| Consegna 1 |
Puoi impaginare come tabella Markdown le righe dei record, dalla prima fino a quella che contiene "positive clicks: (101, 1522)", compresa, con le colonne Numero e Riga del record e senza le righe vuote?

Papa a gesuiti: aiuto a disoccupati, per evitare suicidi, dipendenze e derive
Giada Aquilino - Città del Vaticano
In un mondo in cui una finanza “astratta” e “crudele” è “al centro” dell’immaginario collettivo, riportiamo in primo piano “l’uomo e la donna”, perché “il grande peccato contro la dignità della persona” è stato proprio il fatto di aver spostato quell’uomo e quella donna dal “posto centrale”. Così Papa Francesco incontrando stamani, nell’auletta dell’Aula Paolo VI, prima dell’udienza generale, i partecipanti all'incontro “European Jesuits in formation”, una trentina di persone. Con il presidente della Conferenza dei provinciali europei, Franck Janin, e i delegati della formazione europea e della provincia euromediterranea, Alessandro Manaresi e Angelo Schettini, c’erano i giovani impegnati a Roma dal 28 luglio scorso fino al 20 agosto per l’annuale incontro formativo (Ascolta il servizio con la voce del Papa).
Lavoro è dignità
Sollecitato da uno dei ragazzi a riflettere su quali tipi di comunicazione e accompagnamento offrire ai giovani disoccupati, che non hanno un lavoro capace di offrire loro “dignità”, Francesco - con l'aiuto di un interprete per la traduzione in inglese - ha riflettuto su quello che forse, ha detto, “è uno dei problemi più acuti e più dolorosi per i giovani, perché va proprio al cuore della persona”: con la disoccupazione, non poter portare il pane a casa - ha ribadito il Pontefice - “leva dignità”.
C’è una risistemazione dell’economia mondiale, dove l’economia, che è concreta, lascia il posto alla finanza, che è astratta. Al centro c’è la finanza, e la finanza è crudele: non è concreta, è astratta. E lì si gioca con un immaginario collettivo che non è concreto, ma è liquido o gassoso. E al centro c’è questo: il mondo della finanza. Al suo posto avrebbero dovuto esserci l’uomo e la donna. Oggi questo è, credo, il grande peccato contro la dignità della persona: spostarla dal suo posto centrale.
Il ricorso al suicidio
La finanza, ha aggiunto, “assomiglia su scala mondiale alla catena di Sant’Antonio”: con tale spostamento della persona dal centro e dando risalto alla finanza, che è “gassosa”, si generano “vuoti nel lavoro”.
Il numero dei suicidi giovanili è in aumento, ma i governi – non tutti – non pubblicano il numero esatto: pubblicano fino a un certo punto, perché è scandaloso. E perché si impiccano, si suicidano questi giovani? La ragione principale di quasi tutti i casi è la mancanza di lavoro. Sono incapaci di sentirsi utili e finiscono.
Alienazione nelle dipendenze
Per i giovani disoccupati c’è poi una “alienazione intermedia”, quella delle dipendenze: la dipendenza oggi - ha spiegato - “è una via di fuga da questa mancanza di dignità”.
Pensate che dietro ad ogni dose di cocaina – pensiamo – c’è una grande industria mondiale che rende possibile questo, e probabilmente – non sono sicuro – il movimento di denaro più grande nel mondo.

| Dati di origine |
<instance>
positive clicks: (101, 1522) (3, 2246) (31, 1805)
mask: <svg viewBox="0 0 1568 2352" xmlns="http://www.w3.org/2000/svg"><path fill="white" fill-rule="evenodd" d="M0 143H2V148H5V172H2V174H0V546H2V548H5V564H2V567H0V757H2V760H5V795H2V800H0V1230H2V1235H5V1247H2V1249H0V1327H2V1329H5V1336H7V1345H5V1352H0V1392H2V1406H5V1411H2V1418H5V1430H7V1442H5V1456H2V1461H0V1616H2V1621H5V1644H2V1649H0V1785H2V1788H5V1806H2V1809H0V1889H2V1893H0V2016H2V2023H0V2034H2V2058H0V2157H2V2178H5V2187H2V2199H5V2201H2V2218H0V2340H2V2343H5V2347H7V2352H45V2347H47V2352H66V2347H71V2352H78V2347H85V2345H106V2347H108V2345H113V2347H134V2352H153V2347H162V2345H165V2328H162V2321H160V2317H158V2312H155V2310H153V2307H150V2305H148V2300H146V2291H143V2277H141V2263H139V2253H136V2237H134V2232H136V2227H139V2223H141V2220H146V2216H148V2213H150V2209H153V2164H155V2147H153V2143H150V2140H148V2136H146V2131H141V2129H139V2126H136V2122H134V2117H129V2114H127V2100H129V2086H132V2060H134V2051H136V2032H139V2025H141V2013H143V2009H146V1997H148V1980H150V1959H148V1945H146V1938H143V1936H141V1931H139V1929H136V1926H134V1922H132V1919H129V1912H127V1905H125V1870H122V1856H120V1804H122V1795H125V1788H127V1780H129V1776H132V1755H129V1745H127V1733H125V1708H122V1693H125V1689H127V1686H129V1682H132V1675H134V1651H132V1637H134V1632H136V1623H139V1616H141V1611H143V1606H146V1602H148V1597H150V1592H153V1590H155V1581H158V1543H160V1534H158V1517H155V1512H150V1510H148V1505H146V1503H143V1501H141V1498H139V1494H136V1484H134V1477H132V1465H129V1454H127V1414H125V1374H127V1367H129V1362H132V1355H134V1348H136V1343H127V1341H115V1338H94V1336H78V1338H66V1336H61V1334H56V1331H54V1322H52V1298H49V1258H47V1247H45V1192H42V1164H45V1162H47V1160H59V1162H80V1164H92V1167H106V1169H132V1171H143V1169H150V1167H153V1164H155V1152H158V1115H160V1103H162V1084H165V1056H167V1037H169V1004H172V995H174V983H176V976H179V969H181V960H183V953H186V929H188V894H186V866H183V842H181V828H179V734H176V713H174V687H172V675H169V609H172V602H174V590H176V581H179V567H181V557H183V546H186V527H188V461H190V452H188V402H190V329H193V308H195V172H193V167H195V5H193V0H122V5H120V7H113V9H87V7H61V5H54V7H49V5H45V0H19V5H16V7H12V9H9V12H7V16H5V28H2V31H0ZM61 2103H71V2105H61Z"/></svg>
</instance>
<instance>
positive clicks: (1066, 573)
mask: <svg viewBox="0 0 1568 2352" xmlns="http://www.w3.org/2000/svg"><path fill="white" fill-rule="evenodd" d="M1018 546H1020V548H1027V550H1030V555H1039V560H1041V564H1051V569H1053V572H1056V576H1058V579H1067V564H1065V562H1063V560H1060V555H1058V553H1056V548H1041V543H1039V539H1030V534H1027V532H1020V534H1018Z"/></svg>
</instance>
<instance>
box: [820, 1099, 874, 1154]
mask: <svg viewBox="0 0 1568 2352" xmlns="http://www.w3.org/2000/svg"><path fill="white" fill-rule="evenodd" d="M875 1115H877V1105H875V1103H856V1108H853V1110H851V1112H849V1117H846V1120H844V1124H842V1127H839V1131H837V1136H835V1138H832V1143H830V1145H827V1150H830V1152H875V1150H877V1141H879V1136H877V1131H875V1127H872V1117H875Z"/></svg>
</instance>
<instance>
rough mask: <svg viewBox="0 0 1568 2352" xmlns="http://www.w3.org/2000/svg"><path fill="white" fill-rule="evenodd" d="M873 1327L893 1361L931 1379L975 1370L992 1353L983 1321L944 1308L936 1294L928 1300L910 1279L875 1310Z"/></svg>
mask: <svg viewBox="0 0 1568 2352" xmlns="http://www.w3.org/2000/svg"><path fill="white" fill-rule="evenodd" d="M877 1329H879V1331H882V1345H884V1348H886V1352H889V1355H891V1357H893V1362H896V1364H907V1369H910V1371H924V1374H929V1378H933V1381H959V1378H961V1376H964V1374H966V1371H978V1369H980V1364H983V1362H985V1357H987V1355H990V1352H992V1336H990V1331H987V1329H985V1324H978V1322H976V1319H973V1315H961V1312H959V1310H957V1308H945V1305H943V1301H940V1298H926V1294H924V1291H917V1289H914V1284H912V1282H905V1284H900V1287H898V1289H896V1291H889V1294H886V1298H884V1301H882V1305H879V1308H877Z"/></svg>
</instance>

| Consegna 2 |
Puoi proseguire l'articolo sull'incontro del Papa con i giovani gesuiti in formazione, partendo dopo l'ultima frase riportata?

| Esito del compito 1 |
| Numero | Riga del record |
|---|---|
| 1 | <instance> |
| 2 | positive clicks: (101, 1522) (3, 2246) (31, 1805) |

| Esito del compito 2 |
La deriva terroristica
Ma il quadro, nelle parole del Papa, non è completo: c’è anche chi pur di guadagnare sceglie “come progetto di vita” l’arruolamento “nell’Isis”.
Suicidi, dipendenze e uscita verso la guerriglia sono le tre opzioni che i giovani hanno oggi, quando non c’è lavoro. Questo è importante: capire il problema dei giovani; far sentire [a quel giovane] che io lo capisco, e questo è comunicare con lui. E poi muoversi per risolvere questo problema. Il problema ha soluzione, ma bisogna trovare il modo, c’è bisogno della parola profetica, c’è bisogno di inventiva umana, bisogna fare tante cose. Sporcarsi le mani…
Paolo VI e padre Arrupe
Francesco ha poi esortato i confratelli ad una “coraggiosa creatività”, cercando “il modo di venire incontro” a tale emergenza. Quindi si è soffermato sulla “originalità della Compagnia di Gesù: “unità”, nella “grande diversità”. Ha richiamato “il discorso più bello” mai tenuto da un Papa alla Compagnia, quello del Beato Paolo VI nel 1974, quando - invitando al “coraggio” i padri chiamati a partecipare alla XXXII Congregazione generale - disse che “dove ci sono gli incroci delle idee, dei problemi, delle sfide lì c’è un Gesuita”. Il Pontefice, ricordando la memoria liturgica di San Pietro Favre, compagno di Sant'Ignazio di Loyola, ha fatto riferimento pure all’ultimo discorso di padre Pedro Arrupe, 28.mo Superiore Generale della Compagnia di Gesù, per il quale ultimamente la diocesi di Roma ha aperto la causa di beatificazione. Fu in Thailandia, presso un campo rifugiati.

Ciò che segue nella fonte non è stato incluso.